WHAT THIS TASK INVOLVES:
Copy the stretch of the passage about tea from "C. J. Nichod, late" through "evening accompaniment, Tea." word for word.

EXCERPTED TEXT:

□ □ □ □ □ □ □

"It fell to my lot to lead a brigade through a distant country for more than 600 miles. I fed the men as well as I could, but no one, officer or private, had anything stronger than tea to drink during the expedition. The men had peculiarly hard work to do, and they did it well, and without a murmur. We seem to have left crime and sickness behind us with the 'grog,' for the conduct of all was most exemplary and no one was ever ill. "
Mr. Winter Blyth, Medical Officer of Health for Marylebone, (London), says in reference to long cycling excursions, and experiments with beer and spirits,—"My own experience as to the best drink when on the road is most decidedly in favor of Tea. Tea appears to rouse both the nervous and muscular systems, with, so far as I can discover, no after-depressing effects."
"Edward Payson Weston, the great Pedestrian, finds in Tea and rest the most effective restoratives. He once walked 5000 miles in 100 days, and after each day's work, lectured on 'Tea versus Beer.'"
C. J. Nichod, late Secretary of the London Athletic Club, writes in his book—"Guide to Athletic Training," that "Tea is preferable for training purposes, possessing less heating properties and being more digestible than beer or spirits."
Cowper's lines, however hackneyed in quotation, are still classic in their application to English homes and their evening accompaniment, Tea.
"Now stir the fire, and close the shutters fast,
Let fall the curtains, wheel the sofa round,
And while the bubbling and loud-hissing urn
Throws up a steamy column, and the cups
That cheer but not inebriate, wait on each,
So let us welcome peaceful evening in."
"Tea" was the designation of the customary evening meal in most American families for about two centuries, and as late as 1850, since which time it has merged in the more substantial "late dinner," in cities and towns especially, although the last meal of the closing day is still "Tea" in spirit and in name in many families where commercial necessities have not compelled change. The same is true of England from which we derive our customs, and with which we also changed it. According to Washington Irving's veracious History of New York, tea-parties were indulged in by the Dutch inhabitants of New Amsterdam during the reign of Governor Wouter Van Twiller (which commenced in 1633). Irving says:
"But though our worthy ancestors were singularly averse to giving dinners, yet they kept up the social bonds of intimacy by occasional banqueting, called tea parties.
"These fashionable parties were generally confined to the higher classes or noblesse, that is to say, such as kept their own cows, and drove their own wagons. The company commonly assembled at 3 o'clock, and went away about six, unless it was in winter time, when the fashionable hours were a little earlier, that the ladies might get home before dark. . . . The tea was served out of a majestic Delft tea-pot, ornamented with paintings of fat little Dutch shepherdesses tending pigs, with boats sailing in the air and houses built in the clouds, and sundry other Dutch fantasies. The beaux distinguished themselves by their adroitness in replenishing this tea-pot from a huge copper tea-kettle. . . .
To sweeten the beverage, a lump of sugar was laid beside each cup, and the company alternately nibbled and sipped with great decorum, until an improvement was introduced by a shrewd and economic old lady, which was to suspend a large lump directly over the tea-table by a string from the ceiling, so that it should be swung from mouth to mouth—an ingenious expedient which is still kept up by some families in Albany, but which prevails without exception in Communipaw, Bergen, Flatbush, and all our uncontaminated Dutch villages.

□ □ □ □ □ □ □

DATA EXTRACT:
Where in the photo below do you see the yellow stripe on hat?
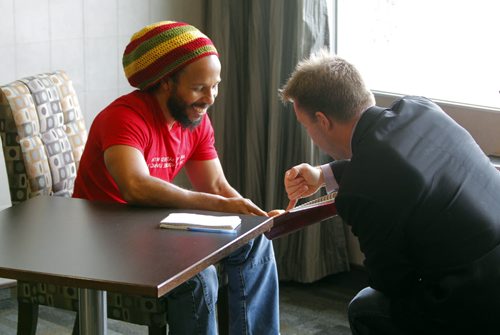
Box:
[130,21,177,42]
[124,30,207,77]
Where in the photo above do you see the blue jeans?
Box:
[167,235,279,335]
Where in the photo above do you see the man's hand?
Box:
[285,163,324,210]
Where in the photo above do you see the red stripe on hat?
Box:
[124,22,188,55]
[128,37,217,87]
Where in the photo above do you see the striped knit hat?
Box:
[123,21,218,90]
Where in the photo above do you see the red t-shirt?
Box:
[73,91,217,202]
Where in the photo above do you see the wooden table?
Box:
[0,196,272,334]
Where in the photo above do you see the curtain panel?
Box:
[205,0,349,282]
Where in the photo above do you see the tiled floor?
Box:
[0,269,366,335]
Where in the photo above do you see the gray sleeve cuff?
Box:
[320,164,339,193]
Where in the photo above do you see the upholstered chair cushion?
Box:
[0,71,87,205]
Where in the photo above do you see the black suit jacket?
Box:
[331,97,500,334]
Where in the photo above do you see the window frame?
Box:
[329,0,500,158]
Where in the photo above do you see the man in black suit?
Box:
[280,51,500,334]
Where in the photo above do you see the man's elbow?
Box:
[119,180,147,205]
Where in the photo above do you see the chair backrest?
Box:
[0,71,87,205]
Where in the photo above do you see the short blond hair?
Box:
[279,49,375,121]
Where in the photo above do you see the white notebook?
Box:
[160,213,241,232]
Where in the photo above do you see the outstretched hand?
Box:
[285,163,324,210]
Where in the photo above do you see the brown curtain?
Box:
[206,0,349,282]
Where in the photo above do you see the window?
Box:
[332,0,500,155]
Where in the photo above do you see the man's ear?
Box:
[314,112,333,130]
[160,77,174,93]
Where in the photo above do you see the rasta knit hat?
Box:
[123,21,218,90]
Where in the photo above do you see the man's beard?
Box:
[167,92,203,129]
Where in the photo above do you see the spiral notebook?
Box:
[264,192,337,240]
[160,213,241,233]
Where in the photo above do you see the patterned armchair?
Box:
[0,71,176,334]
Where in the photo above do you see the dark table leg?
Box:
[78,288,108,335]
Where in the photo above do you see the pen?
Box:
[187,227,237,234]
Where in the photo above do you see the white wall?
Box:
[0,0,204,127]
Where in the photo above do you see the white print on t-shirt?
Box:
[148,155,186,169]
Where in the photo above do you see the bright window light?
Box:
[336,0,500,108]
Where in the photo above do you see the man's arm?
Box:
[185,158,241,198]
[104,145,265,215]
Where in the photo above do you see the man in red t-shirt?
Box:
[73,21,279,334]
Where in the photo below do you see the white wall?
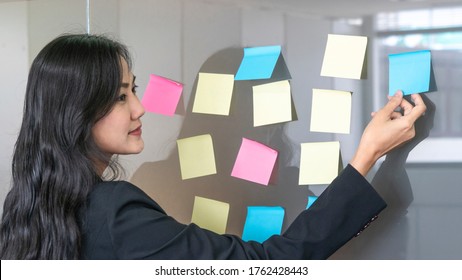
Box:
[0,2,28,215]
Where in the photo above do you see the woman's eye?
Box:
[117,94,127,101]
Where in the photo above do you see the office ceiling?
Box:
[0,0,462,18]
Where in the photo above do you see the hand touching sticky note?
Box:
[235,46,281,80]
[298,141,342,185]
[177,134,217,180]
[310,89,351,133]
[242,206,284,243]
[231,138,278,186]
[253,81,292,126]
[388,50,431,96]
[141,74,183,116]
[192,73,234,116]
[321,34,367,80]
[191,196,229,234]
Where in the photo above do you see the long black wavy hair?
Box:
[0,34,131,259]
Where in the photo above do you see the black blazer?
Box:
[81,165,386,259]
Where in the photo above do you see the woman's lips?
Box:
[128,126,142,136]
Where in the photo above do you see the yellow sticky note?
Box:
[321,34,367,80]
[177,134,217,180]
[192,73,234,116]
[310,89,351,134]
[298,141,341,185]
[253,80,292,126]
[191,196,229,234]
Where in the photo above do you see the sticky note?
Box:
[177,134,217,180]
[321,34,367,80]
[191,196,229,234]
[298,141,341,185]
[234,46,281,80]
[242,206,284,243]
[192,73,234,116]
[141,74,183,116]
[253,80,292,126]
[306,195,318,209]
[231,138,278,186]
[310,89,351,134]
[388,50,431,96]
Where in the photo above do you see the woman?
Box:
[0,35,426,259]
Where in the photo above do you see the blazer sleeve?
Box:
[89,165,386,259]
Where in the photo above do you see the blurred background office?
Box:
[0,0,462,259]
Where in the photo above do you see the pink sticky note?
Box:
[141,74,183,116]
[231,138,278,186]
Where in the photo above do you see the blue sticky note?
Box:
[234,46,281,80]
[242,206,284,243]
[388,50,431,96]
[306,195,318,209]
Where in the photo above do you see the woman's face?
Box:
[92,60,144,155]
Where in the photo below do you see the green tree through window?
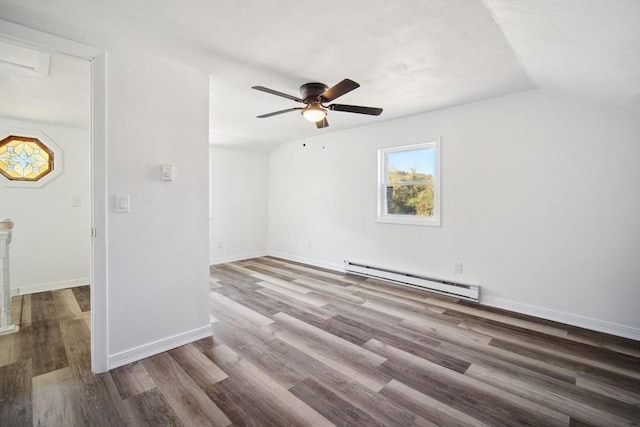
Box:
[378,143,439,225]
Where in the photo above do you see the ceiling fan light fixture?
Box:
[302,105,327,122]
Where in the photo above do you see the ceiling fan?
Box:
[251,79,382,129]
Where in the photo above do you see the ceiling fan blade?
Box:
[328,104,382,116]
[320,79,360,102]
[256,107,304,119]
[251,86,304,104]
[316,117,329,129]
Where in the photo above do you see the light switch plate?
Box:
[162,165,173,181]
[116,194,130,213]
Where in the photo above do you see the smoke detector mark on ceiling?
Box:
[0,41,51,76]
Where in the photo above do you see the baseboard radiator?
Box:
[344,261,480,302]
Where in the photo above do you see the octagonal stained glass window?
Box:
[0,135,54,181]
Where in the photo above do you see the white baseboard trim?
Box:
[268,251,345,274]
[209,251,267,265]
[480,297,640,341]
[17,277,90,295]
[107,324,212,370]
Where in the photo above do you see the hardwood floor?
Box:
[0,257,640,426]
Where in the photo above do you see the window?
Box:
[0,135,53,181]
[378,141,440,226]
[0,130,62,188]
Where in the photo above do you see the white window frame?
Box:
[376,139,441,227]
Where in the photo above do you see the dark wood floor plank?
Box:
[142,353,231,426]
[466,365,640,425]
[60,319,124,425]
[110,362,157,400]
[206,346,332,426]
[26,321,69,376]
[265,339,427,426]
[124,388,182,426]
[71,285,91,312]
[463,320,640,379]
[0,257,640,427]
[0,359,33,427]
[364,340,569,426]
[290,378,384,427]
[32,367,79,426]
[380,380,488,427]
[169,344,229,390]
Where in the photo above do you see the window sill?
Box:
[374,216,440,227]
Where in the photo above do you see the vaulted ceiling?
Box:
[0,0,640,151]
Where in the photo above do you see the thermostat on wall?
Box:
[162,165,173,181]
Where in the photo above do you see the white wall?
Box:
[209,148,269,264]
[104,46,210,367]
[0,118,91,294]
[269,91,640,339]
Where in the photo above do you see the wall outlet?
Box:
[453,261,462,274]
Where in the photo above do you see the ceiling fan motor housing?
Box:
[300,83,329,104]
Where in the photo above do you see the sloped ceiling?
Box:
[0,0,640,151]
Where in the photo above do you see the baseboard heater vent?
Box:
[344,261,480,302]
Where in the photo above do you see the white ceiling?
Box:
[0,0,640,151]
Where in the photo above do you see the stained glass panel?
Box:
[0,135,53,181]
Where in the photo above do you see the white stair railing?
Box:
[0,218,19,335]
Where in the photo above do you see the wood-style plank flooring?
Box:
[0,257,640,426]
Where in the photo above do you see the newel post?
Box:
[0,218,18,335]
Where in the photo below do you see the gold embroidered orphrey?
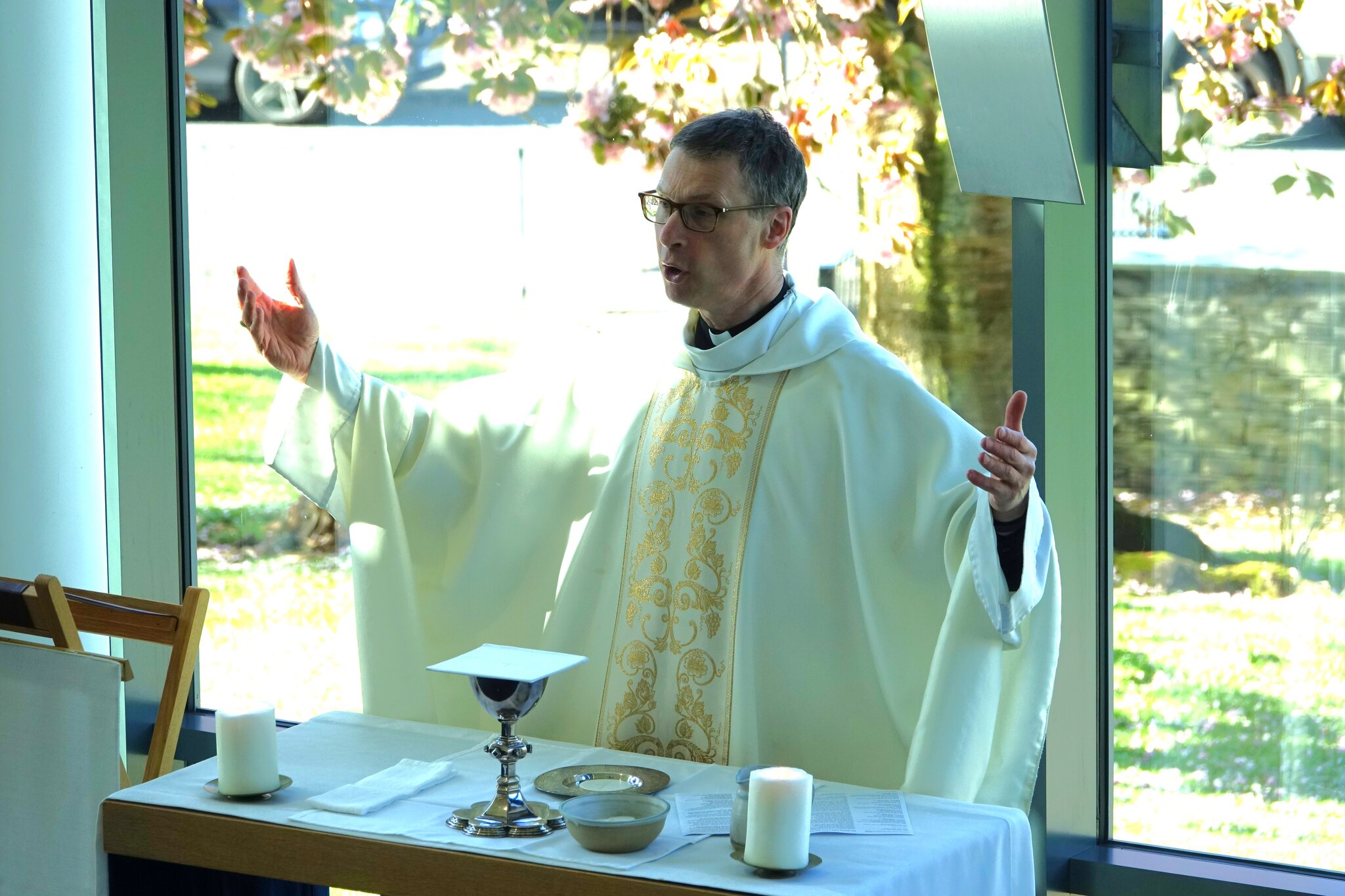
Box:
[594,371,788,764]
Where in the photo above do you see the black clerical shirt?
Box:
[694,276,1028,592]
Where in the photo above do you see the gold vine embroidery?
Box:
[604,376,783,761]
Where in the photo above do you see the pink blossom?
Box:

□ □ □ □ □ □ □

ANSWER BOX:
C. J. Nichod, late Secretary of the London Athletic Club, writes in his book—"Guide to Athletic Training," that "Tea is preferable for training purposes, possessing less heating properties and being more digestible than beer or spirits."
Cowper's lines, however hackneyed in quotation, are still classic in their application to English homes and their evening accompaniment, Tea.